## [EXTRACTED TEXT]
....

Carbon steel versus stainless steel. Which is
better?
That was a classic question that I wondered about for 30 years. I finally had a
seminar with a metallurgist from a French steel mill, and he developed a machine to
test the sharpness of edges and the life of edges. The answer is that you can get a
carbon steel edge about 5% sharper while a stainless steel edge will last about 5%
longer. With stainless steel being tougher, it is harder to create the edge, so
stainless steel often gets a bad reputation because people can’t sharpen it correctly.
It is possible to get carbon steel 5% sharper, but you would never perceive that using
a knife. You need the scientific apparatus to bring out that difference. The practical
difference is it’s very easy to bring up an edge on carbon steel, so most people’s
carbon steel knives are sharper because they’re easier to resharpen. A carbon steel
knife responds very easily to a butcher’s steel; you have to work a little bit more
with a stainless steel knife.
I’m going to ask the question that’ll probably lead to the
gates of Hell: how do I sharpen a knife correctly?
There are lots of ways to do it. Probably the best general-purpose way and what I
recommend to people is to use a diamond sharpening steel. The traditional serrated
butcher’s steel is a ½″ or ⅝″ rod with ridges running longitudinally. Those are now
being replaced by rods that are plated with diamond. The diamond rod brings up an edge
very quickly, because it’s hard enough to remove metal, creating a new edge.

....

## [DATA LISTING]
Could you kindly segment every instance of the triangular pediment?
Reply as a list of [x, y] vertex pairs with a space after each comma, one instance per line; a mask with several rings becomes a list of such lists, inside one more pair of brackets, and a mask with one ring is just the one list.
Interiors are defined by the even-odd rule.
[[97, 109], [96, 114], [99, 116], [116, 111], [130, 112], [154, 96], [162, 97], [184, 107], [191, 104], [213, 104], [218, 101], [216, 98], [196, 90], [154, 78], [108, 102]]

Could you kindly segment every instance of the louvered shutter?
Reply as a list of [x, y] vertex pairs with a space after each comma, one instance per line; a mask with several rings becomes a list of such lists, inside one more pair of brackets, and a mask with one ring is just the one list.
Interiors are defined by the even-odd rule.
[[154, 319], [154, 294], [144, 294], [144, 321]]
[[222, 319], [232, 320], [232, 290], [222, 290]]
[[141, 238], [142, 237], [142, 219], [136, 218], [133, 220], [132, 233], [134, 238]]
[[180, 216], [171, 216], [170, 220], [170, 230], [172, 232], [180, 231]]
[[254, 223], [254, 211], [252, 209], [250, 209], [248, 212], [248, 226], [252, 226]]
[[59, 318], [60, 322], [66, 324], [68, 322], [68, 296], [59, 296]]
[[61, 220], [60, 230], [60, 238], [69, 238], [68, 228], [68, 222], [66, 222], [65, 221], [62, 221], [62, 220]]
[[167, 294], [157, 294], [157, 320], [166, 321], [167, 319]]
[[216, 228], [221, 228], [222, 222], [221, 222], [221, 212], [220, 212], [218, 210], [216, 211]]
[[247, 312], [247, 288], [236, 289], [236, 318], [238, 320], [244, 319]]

....

## [THE TASKS]
(a) According to the text on knife steel, how much longer does a stainless steel edge last than a carbon steel edge?
(b) From the text on knife steel, reproduce the part that opens with the words containing "Carbon steel versus" and closes with "sharpen it correctly.".

## [ANSWERS BY TASK]
(a) About 5% longer.

(b)
Carbon steel versus stainless steel. Which is
better?
That was a classic question that I wondered about for 30 years. I finally had a
seminar with a metallurgist from a French steel mill, and he developed a machine to
test the sharpness of edges and the life of edges. The answer is that you can get a
carbon steel edge about 5% sharper while a stainless steel edge will last about 5%
longer. With stainless steel being tougher, it is harder to create the edge, so
stainless steel often gets a bad reputation because people can’t sharpen it correctly.